*ACTION ITEM*.
Look through the records below and copy each line that includes the word "rear".

---- DATASET RECORDS

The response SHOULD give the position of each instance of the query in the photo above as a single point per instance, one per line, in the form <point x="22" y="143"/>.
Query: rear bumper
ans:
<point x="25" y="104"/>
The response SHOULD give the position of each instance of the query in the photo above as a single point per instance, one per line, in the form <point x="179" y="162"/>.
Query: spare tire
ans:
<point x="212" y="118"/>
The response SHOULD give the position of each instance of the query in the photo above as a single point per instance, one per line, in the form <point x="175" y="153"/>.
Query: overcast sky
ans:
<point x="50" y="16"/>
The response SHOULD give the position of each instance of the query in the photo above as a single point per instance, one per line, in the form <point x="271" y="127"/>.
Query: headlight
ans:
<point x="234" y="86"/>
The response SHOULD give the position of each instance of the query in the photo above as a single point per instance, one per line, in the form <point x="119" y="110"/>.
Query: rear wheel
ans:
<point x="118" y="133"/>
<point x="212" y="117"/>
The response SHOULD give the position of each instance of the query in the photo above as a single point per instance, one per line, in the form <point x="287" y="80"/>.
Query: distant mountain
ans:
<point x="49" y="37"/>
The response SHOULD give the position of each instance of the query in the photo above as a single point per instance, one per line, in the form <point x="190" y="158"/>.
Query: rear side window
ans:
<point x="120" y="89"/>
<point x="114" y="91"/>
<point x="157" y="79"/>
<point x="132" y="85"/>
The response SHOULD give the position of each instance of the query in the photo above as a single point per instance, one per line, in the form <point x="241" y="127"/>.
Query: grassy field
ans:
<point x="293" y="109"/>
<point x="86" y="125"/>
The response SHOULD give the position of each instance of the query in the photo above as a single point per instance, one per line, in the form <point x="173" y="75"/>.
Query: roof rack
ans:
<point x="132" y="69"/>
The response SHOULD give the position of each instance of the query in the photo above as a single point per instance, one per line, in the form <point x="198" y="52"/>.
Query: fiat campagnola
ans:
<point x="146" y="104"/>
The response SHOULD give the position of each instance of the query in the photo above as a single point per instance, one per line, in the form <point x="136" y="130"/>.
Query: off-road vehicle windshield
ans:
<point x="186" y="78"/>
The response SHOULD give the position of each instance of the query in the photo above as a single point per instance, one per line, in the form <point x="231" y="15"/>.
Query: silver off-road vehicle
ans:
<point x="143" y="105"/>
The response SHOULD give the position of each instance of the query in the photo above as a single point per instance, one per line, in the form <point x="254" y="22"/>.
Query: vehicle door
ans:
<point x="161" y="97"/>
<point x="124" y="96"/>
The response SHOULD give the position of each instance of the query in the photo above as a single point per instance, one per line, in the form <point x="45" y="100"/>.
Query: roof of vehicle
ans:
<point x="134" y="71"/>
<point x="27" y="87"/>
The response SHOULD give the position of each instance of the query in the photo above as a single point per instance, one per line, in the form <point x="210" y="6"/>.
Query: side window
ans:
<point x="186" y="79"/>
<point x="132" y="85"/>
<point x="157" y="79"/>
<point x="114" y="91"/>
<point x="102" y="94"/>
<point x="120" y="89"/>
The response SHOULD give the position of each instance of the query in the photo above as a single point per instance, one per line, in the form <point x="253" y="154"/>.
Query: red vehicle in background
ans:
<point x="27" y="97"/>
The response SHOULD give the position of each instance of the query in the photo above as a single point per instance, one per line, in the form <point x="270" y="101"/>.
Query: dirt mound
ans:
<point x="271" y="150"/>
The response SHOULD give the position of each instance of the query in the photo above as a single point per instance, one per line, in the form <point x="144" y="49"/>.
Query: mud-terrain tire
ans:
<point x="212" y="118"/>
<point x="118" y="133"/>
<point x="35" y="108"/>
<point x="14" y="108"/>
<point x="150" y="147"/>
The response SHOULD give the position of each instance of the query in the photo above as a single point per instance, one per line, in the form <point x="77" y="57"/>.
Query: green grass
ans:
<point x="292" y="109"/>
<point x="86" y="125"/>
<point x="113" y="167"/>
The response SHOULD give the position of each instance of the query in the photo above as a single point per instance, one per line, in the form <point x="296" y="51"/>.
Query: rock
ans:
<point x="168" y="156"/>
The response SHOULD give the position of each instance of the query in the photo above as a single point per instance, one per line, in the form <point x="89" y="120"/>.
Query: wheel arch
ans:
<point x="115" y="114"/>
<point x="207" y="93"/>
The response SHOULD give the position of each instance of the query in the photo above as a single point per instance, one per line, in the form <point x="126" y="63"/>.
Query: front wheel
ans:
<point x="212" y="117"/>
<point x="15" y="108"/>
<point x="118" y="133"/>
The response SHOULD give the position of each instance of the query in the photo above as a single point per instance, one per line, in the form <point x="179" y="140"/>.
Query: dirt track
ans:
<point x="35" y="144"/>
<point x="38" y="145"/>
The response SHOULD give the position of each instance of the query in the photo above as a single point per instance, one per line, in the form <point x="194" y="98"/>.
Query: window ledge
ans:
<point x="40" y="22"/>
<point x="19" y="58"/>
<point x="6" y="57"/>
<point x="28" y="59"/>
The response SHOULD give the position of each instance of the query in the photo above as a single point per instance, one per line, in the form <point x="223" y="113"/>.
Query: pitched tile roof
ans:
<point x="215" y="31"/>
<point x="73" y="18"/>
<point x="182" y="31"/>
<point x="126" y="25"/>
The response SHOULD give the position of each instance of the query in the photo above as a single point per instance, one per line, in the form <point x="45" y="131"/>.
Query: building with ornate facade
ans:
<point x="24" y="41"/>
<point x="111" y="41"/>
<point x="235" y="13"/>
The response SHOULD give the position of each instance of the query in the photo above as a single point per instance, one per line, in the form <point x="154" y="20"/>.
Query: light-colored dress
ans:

--------

*COMPLETED EXERCISE*.
Query: rear bumper
Query: rear wheel
Query: rear side window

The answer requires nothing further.